------ Material to process
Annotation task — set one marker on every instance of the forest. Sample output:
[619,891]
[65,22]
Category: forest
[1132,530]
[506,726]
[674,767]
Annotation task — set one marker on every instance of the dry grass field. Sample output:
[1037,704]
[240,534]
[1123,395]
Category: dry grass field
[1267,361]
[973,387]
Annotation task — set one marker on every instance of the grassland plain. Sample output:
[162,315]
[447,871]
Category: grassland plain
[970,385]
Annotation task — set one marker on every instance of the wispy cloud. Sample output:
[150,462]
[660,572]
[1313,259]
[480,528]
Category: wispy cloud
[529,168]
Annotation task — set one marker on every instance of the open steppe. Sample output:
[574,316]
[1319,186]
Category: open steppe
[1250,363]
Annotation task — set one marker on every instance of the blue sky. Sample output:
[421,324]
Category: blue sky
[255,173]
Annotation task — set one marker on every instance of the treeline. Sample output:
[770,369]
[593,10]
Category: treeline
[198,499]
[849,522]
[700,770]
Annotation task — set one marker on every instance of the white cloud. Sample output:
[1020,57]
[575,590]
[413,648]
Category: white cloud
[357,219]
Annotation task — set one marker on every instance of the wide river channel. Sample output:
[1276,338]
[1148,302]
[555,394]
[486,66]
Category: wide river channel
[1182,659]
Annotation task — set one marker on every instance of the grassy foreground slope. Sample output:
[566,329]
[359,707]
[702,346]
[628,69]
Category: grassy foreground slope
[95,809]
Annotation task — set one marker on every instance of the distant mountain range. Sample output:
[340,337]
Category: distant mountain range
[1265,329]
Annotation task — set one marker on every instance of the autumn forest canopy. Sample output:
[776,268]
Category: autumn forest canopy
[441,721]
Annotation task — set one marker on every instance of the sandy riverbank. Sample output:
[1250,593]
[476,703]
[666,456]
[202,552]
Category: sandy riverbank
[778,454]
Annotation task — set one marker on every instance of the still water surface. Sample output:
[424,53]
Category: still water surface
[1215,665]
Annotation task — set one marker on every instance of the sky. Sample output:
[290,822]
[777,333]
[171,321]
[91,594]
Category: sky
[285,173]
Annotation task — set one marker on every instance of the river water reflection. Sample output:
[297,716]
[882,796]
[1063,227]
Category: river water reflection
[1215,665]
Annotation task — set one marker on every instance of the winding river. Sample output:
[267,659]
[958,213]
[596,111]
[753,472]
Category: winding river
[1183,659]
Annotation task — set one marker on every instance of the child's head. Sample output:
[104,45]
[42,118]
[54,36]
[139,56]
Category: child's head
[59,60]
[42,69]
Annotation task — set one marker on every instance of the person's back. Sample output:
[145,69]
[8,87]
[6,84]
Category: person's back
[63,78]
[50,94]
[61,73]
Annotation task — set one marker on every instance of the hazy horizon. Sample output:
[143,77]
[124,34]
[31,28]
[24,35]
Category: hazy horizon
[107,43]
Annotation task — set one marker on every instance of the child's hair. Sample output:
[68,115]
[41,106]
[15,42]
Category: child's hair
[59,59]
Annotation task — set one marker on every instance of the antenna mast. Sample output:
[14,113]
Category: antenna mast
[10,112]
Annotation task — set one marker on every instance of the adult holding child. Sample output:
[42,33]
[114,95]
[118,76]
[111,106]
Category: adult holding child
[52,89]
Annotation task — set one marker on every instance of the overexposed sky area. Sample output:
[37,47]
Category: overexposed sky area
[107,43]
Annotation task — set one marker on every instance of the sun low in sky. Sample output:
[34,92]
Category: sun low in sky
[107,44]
------------
Exercise objective: A word-for-word copy of the material above is required.

Output for this exercise:
Annotation task — set one marker on every instance of the forest. Sample output:
[619,891]
[65,22]
Category: forest
[1132,530]
[506,726]
[674,767]
Annotation task — set one marker on every instance of the dry grass field. Sample output:
[1037,704]
[240,534]
[1123,395]
Category: dry grass field
[1267,361]
[973,387]
Annotation task — set one marker on every instance of the grassland plain. Sample output:
[162,315]
[447,871]
Category: grassland plain
[970,385]
Annotation task — set one marker on every instance of the wispy cloud. Sample output:
[150,462]
[660,572]
[1313,259]
[480,528]
Category: wispy cloud
[529,168]
Annotation task — set one marker on every instance of the open steppe. Sample output:
[574,316]
[1319,186]
Category: open steppe
[1250,363]
Annotation task — set one marker on every instance of the blue sky. Sample output:
[421,324]
Category: blue sky
[255,173]
Annotation task — set one marker on every instance of the treeline. Sample output:
[770,369]
[593,10]
Category: treeline
[198,499]
[849,522]
[700,770]
Annotation task — set one marker on every instance of the white cloud. Sample output:
[1020,57]
[575,590]
[413,648]
Category: white cloud
[357,219]
Annotation task — set one marker on every instance of the wide river channel. Sample output:
[1276,338]
[1148,302]
[555,394]
[486,66]
Category: wide river channel
[1182,659]
Annotation task — set one marker on every instance of the grassy foreground slope. Sample output:
[566,329]
[359,707]
[702,346]
[628,69]
Category: grassy foreground slope
[95,809]
Annotation task — set one marker on every instance of the distant mountain range. Sample output:
[340,337]
Category: distant mountain range
[1265,329]
Annotation task — set one marker on every instance of the autumn forest canopy. Sample output:
[776,268]
Category: autumn forest canopy
[441,721]
Annotation task — set one marker on every instance of the sandy riverbank. Sample output:
[1250,593]
[476,703]
[666,456]
[202,552]
Category: sandy riverbank
[778,454]
Annotation task — set one marker on every instance of the still water surface. Sample output:
[424,53]
Category: still water surface
[1215,665]
Annotation task — set one marker on every instance of the sky. Sample output:
[290,822]
[777,333]
[171,321]
[91,594]
Category: sky
[285,173]
Annotation task — set one marker on every instance of the river water reflection. Sample output:
[297,716]
[882,796]
[1063,227]
Category: river water reflection
[1215,665]
Annotation task — set one marker on every instance of the winding river. Sample output:
[267,659]
[958,213]
[596,111]
[753,472]
Category: winding river
[1183,659]
Annotation task — set one marker on every instance of the child's head. Sample output:
[104,45]
[42,118]
[54,36]
[139,56]
Category: child's head
[59,60]
[42,69]
Annotation task — set one marker on every instance of the person's back. Sample output:
[145,69]
[8,87]
[6,84]
Category: person's back
[63,78]
[50,94]
[61,73]
Annotation task — set one marker on every instance of the hazy horizon. Sample output:
[143,77]
[124,34]
[31,28]
[24,35]
Category: hazy horizon
[107,43]
Annotation task — set one marker on every instance of the child's hair. Sample output:
[68,115]
[41,106]
[15,42]
Category: child's hair
[59,59]
Annotation task — set one marker on every instance of the antenna mast. Sample output:
[14,113]
Category: antenna mast
[10,112]
Annotation task — set one marker on every instance of the adult holding child. Sample output:
[42,33]
[114,95]
[118,76]
[111,106]
Category: adult holding child
[52,89]
Annotation task — set one marker on every instance of the overexposed sky area. Sample output:
[37,47]
Category: overexposed sky area
[107,43]
Annotation task — set one marker on every instance of the sun low in sky. Sample output:
[34,92]
Category: sun low in sky
[107,44]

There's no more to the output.